■ **WORK TO COMPLETE**
Among the lines of the records below, copy those that hold the word "mask".
= = = =
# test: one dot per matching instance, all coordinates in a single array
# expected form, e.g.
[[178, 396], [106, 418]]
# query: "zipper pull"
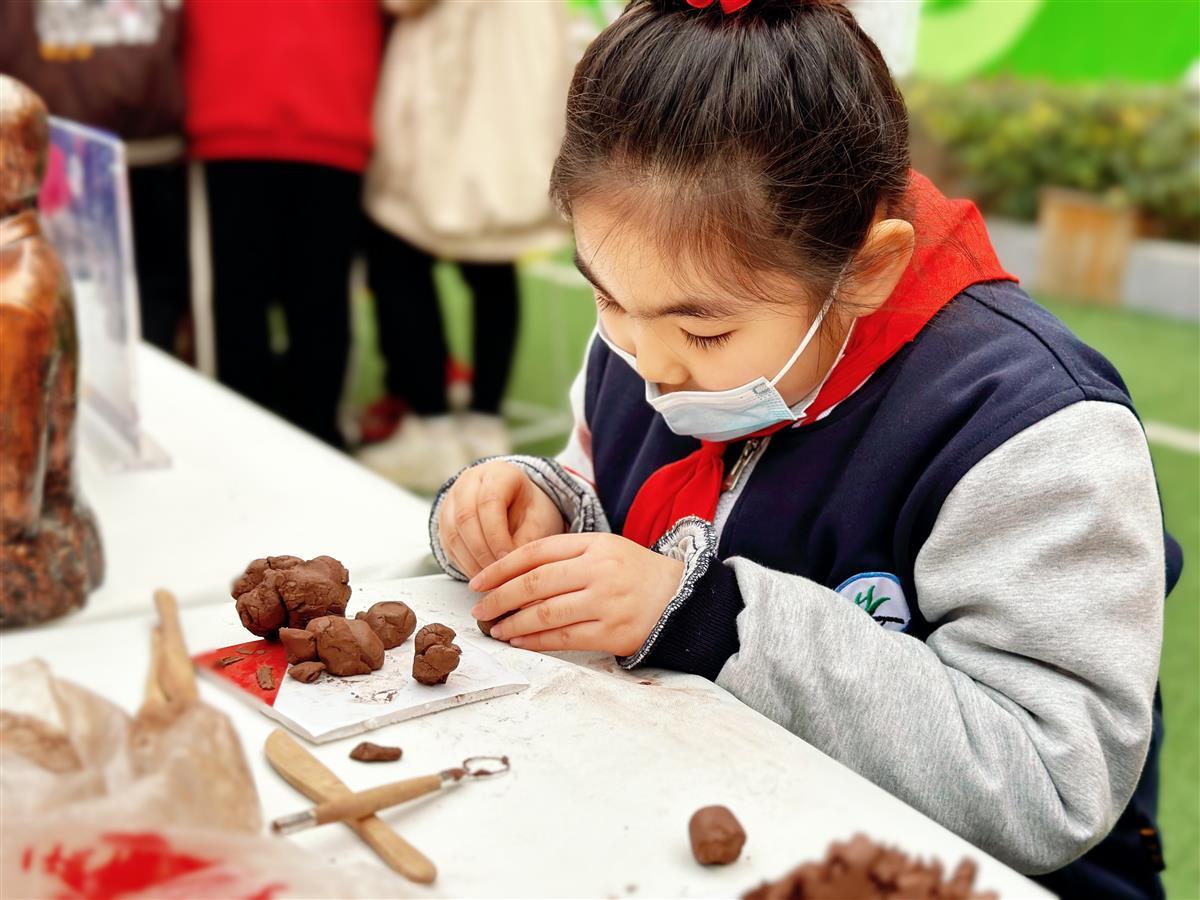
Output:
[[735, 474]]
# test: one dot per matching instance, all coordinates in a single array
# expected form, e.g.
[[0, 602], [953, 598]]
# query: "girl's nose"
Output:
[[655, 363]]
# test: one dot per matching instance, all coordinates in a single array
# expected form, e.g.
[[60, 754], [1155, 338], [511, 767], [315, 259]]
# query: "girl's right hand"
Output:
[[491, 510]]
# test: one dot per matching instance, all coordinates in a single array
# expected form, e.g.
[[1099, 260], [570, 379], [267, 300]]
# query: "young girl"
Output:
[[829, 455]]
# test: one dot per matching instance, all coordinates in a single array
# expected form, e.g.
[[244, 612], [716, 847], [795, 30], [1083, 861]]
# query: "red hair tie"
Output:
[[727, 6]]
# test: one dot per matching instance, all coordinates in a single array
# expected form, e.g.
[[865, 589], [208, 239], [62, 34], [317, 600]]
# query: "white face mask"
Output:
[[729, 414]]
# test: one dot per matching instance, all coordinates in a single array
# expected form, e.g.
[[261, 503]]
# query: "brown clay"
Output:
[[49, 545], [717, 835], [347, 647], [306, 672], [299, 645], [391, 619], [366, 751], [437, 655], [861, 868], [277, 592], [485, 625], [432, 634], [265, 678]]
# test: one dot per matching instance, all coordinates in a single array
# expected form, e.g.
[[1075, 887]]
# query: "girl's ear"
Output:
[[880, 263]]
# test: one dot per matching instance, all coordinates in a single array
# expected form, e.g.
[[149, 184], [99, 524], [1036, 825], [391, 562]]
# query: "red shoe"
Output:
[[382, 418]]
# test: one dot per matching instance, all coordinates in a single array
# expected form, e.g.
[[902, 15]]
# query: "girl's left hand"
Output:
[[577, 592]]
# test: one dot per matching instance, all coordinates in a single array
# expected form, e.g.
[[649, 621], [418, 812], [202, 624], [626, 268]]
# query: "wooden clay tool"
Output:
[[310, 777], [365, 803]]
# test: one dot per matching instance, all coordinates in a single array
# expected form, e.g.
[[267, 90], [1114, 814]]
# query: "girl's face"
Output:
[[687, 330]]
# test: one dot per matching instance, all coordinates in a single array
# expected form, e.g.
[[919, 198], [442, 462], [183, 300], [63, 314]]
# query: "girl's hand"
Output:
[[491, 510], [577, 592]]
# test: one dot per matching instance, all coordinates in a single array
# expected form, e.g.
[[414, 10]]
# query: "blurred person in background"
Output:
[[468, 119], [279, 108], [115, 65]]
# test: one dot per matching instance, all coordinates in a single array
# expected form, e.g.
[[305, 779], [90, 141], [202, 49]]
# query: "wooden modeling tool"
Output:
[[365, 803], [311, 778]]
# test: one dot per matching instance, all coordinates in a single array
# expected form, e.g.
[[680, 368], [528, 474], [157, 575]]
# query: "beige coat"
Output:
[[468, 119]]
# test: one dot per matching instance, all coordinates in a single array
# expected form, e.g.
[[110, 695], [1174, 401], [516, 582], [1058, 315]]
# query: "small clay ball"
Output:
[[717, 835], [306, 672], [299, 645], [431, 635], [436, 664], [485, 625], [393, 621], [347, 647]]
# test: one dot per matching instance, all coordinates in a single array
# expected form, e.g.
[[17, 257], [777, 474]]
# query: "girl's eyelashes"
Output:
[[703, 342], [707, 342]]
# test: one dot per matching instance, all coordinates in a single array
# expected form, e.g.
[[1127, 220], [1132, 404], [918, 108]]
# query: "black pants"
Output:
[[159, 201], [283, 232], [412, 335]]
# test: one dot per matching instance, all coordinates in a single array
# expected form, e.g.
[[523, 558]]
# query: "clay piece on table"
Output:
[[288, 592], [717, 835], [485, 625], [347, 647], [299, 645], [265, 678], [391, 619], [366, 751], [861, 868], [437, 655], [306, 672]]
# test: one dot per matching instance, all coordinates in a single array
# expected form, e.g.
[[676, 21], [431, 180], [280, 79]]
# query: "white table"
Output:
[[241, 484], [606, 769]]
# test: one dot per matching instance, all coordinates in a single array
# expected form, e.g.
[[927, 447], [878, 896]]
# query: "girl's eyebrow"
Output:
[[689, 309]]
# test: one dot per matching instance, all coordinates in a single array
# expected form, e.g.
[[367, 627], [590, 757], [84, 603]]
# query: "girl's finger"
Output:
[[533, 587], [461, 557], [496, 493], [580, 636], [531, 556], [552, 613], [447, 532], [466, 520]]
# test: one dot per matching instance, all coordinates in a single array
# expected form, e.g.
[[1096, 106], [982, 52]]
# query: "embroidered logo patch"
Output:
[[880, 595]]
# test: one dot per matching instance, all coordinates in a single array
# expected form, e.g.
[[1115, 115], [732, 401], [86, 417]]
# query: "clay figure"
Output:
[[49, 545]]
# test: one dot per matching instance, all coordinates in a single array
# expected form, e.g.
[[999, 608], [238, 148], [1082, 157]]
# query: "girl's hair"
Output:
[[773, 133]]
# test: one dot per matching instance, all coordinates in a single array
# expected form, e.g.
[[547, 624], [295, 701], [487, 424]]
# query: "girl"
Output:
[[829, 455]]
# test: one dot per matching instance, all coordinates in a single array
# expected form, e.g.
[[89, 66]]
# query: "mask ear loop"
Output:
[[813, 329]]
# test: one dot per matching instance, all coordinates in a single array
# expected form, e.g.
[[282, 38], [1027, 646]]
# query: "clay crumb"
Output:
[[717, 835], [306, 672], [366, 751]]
= = = =
■ **OUTPUT BELOW**
# query: "white face mask"
# query: "mask ear loop"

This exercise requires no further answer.